New Ronald Reagan UCLA medical center opens

LOS ANGELES The old hospital was so damaged by the Northridge quake in 1994, that it was better replaced than repaired. The new hospital is on more solid footing it was built to withstand an 8.0 magnitude earthquake. It is on of the first hospitals in the state to meet the new standard.

The sweeping lobby is the entry to a billion dollar hospital built with FEMA, state, and private donor funds. However, many people will not enter through the front entrance.

The most critically injured may be airlifted to the top of the structure, where there are two helipads, or they will arrive by ambulance.

The new trauma unit can handle four patients at once and everything has been designed with location and quick response in mind.

"Probably the most exciting thing is that it has become a key element of rapid trauma care to be able to do a ct scan," said Dr. James Atkinson, who directed the new hospital transition.

Professor Atkinson is also the chief of pediatric surgery, and made sure the new operating rooms would streamline the newest surgical procedures. Cameras are mounted in critical positions.

"It allows us to teach much better," said Atkinson. "Right now I teach my students and my residents by them leaning over your shoulder and watching the operation or trying to observe now we can put it up on a flat screen."

The medical center includes the new Mattel children's hospital, where young patients will find a place made just for them.

Hospital chief executive David Feinberg said the intensive care rooms are deceptively simple in design.

"We had nurses, doctors, patients, families and architects all involved in this" said Feinberg. "Then we built mock rooms across the street to make sure that it would actually work."

With rolling medical equipment designed to disconnect from its core a patient can be moved in 5 minutes instead of the 45 it would take to hook up new equipment.

And the beds not only have a pretty spectacular view they allow doctors and nurses to work easily all around the patient.

Since the hospital is a series of towers, there are no long gloomy corridors outside the patient rooms.

All 520 patient rooms are private and open to family visit 24/7. Meals are delivered when the patient wants to eat.

"We tried to take everything into consideration to focus on healing and make sure that we provide the best way for people to get better," said Feinberg.

The planners believe they are opening a UCLA hospital that matches up to its medical reputation.

## Extracted information:
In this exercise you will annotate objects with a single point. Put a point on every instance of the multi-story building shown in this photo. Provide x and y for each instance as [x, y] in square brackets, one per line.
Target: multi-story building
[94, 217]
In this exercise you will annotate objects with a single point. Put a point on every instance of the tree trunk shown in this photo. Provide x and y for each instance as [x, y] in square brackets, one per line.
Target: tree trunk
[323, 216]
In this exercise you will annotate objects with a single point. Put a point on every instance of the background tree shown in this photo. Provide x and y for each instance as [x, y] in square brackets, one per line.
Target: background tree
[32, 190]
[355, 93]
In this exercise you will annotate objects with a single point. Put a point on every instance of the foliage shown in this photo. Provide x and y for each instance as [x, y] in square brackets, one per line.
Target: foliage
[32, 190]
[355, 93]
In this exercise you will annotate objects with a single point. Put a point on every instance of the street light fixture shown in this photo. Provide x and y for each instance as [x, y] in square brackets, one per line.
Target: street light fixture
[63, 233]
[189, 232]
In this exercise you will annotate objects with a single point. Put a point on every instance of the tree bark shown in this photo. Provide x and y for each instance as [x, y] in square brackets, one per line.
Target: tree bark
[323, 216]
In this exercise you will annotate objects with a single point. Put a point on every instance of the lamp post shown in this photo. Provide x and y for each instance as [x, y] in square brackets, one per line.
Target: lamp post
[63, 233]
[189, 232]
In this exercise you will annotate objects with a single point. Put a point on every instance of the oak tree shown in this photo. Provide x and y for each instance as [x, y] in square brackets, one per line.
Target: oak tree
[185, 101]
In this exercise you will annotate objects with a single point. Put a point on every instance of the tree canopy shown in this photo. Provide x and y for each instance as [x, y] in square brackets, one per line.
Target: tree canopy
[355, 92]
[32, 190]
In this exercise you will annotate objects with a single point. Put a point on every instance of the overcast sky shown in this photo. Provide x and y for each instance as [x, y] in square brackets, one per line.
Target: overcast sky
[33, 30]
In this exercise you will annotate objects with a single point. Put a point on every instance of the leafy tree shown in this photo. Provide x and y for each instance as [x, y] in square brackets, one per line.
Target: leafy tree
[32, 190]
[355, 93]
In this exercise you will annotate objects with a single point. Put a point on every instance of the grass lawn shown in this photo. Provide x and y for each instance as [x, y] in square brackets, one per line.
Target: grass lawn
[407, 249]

## List of tasks:
1) According to the hospital article, what magnitude of earthquake was the new hospital built to withstand?
2) List the sources of funding for the new hospital that the hospital article names.
3) Transcribe the stretch of the hospital article from "Professor Atkinson is" through "just for them.".
Rely only on the hospital article to answer.

## Task answers:
1) It was built to withstand an 8.0 magnitude earthquake.

2) FEMA, state funds, and private donor funds.

3)
Professor Atkinson is also the chief of pediatric surgery, and made sure the new operating rooms would streamline the newest surgical procedures. Cameras are mounted in critical positions.

"It allows us to teach much better," said Atkinson. "Right now I teach my students and my residents by them leaning over your shoulder and watching the operation or trying to observe now we can put it up on a flat screen."

The medical center includes the new Mattel children's hospital, where young patients will find a place made just for them.